SOURCE RECORDS
________________________

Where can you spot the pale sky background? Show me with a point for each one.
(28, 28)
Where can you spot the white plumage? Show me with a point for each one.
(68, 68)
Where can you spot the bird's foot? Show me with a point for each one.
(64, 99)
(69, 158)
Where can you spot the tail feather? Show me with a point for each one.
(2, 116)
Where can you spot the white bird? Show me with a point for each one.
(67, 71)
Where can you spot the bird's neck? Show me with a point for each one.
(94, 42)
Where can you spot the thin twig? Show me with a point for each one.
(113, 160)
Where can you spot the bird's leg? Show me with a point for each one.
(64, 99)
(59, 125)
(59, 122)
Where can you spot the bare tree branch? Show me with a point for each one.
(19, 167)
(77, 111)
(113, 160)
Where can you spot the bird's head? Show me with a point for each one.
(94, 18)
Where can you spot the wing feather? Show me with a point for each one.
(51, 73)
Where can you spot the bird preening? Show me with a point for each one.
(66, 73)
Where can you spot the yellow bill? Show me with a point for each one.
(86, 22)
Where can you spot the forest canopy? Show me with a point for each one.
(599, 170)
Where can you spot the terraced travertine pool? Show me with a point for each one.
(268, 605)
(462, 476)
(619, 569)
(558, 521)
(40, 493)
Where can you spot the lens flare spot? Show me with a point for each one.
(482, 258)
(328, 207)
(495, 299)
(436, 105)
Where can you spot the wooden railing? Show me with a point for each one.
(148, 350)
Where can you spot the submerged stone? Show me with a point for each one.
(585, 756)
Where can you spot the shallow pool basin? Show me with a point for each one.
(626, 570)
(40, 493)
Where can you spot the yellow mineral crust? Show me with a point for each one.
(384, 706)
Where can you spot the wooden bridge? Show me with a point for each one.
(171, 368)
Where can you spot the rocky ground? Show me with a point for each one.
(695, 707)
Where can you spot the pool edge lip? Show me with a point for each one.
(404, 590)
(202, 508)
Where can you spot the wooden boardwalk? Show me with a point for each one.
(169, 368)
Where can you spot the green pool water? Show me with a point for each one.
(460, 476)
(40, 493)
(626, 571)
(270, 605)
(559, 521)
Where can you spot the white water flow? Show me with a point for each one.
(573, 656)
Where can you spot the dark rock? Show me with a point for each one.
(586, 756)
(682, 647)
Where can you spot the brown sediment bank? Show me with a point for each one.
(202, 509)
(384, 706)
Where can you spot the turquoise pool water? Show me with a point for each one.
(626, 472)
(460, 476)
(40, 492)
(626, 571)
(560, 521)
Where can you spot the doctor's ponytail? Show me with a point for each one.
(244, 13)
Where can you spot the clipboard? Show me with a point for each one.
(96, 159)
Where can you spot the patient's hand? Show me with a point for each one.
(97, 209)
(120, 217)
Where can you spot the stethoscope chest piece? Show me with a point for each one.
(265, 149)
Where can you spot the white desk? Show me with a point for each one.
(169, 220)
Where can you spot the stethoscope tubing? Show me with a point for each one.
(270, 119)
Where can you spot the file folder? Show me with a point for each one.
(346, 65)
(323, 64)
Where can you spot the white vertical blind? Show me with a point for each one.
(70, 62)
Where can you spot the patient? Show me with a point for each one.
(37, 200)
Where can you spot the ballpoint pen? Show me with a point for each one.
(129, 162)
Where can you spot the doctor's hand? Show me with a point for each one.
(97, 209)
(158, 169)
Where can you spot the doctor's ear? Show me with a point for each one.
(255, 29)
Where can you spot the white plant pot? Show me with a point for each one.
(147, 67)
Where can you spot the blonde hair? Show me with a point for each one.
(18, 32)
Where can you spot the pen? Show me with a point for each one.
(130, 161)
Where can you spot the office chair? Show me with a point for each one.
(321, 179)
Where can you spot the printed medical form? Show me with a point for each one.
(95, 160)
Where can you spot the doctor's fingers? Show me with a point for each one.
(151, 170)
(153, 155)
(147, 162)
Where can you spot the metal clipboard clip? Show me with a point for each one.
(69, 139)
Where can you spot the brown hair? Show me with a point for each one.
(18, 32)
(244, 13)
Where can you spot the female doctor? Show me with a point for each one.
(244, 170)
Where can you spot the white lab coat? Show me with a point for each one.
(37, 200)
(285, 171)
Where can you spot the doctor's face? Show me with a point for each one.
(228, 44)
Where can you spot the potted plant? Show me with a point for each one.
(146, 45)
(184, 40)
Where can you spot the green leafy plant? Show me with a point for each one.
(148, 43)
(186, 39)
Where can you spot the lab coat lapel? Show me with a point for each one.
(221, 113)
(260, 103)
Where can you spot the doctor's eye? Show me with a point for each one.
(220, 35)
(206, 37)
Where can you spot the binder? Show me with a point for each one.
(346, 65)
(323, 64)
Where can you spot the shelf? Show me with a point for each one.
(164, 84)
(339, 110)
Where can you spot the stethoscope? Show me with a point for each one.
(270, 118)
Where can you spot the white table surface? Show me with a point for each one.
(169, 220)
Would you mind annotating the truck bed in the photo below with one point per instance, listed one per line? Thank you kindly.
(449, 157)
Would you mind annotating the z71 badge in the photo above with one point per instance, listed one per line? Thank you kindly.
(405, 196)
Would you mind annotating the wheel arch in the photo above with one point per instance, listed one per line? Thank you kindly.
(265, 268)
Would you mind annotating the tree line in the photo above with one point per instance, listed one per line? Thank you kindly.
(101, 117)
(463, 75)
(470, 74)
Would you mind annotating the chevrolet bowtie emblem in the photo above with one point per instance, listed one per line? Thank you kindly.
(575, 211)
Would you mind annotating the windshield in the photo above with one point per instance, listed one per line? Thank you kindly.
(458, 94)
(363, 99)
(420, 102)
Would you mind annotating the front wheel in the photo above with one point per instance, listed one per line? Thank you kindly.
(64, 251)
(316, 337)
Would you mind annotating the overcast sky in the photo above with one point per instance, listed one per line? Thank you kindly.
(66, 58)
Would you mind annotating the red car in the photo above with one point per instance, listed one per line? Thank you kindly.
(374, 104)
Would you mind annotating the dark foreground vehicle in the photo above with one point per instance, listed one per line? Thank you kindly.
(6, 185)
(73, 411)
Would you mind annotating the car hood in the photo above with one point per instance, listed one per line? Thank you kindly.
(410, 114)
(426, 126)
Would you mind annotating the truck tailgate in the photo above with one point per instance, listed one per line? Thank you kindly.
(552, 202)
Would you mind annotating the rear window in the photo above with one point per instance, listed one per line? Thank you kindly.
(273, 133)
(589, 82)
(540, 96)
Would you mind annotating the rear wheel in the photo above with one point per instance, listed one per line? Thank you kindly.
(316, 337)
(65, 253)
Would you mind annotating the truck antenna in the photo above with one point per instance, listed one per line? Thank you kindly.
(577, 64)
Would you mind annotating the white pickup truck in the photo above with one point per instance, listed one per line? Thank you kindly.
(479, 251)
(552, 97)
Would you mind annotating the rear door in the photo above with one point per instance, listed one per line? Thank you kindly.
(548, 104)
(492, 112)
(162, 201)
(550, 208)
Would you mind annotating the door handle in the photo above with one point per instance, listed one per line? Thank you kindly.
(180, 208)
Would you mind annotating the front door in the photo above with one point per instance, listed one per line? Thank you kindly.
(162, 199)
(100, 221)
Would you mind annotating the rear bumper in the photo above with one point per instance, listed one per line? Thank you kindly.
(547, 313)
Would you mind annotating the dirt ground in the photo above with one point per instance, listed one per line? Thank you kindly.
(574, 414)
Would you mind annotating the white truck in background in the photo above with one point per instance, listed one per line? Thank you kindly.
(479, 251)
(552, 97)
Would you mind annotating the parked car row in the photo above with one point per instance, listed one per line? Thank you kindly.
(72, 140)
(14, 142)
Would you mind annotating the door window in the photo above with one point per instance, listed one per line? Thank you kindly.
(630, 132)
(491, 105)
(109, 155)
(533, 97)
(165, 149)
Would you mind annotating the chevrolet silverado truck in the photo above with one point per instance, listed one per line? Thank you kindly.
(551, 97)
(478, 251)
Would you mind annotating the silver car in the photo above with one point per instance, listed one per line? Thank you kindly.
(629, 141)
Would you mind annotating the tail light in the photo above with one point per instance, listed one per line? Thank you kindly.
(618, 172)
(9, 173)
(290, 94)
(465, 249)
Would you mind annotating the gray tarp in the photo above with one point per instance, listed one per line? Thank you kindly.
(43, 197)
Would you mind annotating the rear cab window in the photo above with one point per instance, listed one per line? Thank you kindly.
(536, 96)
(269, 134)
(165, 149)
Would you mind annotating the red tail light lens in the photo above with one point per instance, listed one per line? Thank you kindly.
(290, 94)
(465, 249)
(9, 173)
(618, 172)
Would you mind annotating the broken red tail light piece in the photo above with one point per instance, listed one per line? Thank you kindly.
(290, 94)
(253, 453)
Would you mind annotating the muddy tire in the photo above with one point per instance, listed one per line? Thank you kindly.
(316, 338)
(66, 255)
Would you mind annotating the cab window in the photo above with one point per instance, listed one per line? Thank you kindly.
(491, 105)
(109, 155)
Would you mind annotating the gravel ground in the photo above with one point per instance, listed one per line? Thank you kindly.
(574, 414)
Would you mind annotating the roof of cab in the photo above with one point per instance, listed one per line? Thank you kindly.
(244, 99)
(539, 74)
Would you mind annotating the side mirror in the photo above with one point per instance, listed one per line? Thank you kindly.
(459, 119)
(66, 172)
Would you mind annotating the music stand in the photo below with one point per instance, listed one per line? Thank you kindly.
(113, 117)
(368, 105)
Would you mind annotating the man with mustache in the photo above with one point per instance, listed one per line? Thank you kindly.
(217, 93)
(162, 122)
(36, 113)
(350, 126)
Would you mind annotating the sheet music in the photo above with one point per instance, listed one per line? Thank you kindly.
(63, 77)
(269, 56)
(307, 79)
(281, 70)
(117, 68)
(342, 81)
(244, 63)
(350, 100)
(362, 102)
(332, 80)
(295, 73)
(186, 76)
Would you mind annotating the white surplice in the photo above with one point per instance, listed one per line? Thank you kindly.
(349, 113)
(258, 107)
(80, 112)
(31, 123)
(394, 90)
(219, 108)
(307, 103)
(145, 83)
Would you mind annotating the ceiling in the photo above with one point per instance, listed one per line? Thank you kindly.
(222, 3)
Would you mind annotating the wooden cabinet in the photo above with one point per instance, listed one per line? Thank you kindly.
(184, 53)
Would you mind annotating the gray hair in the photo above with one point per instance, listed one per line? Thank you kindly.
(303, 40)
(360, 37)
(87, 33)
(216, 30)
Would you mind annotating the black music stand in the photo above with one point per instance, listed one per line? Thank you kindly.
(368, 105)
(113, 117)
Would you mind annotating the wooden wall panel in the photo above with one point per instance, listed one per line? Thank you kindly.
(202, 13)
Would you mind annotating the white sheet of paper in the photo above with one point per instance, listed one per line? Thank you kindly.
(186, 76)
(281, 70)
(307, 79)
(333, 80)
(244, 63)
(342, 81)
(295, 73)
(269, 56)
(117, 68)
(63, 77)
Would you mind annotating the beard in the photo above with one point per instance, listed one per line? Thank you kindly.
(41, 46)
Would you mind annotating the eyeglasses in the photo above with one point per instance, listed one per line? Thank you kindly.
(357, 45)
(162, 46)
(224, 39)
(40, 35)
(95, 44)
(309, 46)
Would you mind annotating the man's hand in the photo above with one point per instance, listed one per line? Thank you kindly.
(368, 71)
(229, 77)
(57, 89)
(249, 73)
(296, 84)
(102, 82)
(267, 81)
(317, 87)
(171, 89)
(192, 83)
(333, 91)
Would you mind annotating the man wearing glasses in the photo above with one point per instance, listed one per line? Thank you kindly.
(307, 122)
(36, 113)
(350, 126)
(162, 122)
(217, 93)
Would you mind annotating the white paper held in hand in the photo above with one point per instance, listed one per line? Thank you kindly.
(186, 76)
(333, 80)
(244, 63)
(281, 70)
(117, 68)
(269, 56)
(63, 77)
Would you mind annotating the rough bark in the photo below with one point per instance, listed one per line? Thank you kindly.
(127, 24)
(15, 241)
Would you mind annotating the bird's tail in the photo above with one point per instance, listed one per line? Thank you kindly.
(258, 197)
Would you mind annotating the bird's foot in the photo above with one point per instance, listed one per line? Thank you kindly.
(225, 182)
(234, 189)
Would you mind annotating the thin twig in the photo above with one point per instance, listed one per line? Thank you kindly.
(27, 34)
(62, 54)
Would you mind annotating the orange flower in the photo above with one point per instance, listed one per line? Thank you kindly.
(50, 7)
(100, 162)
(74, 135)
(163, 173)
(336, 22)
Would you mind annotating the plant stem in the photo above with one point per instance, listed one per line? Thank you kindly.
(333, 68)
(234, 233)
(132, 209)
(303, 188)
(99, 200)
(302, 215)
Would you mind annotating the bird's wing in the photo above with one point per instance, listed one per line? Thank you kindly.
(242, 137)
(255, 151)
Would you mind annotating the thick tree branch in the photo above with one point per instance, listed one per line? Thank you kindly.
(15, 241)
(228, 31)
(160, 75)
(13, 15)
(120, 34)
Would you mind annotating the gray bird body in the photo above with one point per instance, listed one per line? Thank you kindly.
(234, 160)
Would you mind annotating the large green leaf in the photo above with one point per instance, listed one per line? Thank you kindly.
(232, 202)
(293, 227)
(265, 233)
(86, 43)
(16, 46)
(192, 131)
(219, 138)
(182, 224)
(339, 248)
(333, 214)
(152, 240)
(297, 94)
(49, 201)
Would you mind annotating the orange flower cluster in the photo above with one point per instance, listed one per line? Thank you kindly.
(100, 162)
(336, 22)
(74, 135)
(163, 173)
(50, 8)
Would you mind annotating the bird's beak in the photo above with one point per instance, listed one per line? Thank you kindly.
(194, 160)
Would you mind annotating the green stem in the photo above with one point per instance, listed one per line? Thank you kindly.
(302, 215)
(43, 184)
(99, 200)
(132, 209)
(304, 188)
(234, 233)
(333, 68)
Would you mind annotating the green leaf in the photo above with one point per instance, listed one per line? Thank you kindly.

________________________

ACTIVITY
Copy exactly, with no other lines, the stretch of the material that begins at the line containing "Would you mind annotating the green stem" and ends at its last line.

RESULT BELOW
Would you mind annotating the green stem in the photo above with one point per instance, listed one per line? Thank you kindly.
(302, 215)
(43, 184)
(99, 200)
(132, 209)
(304, 188)
(234, 233)
(333, 68)
Would you mind annotating the green leaf in the photo above with one point per instance, listed one per line? Thank you kindly.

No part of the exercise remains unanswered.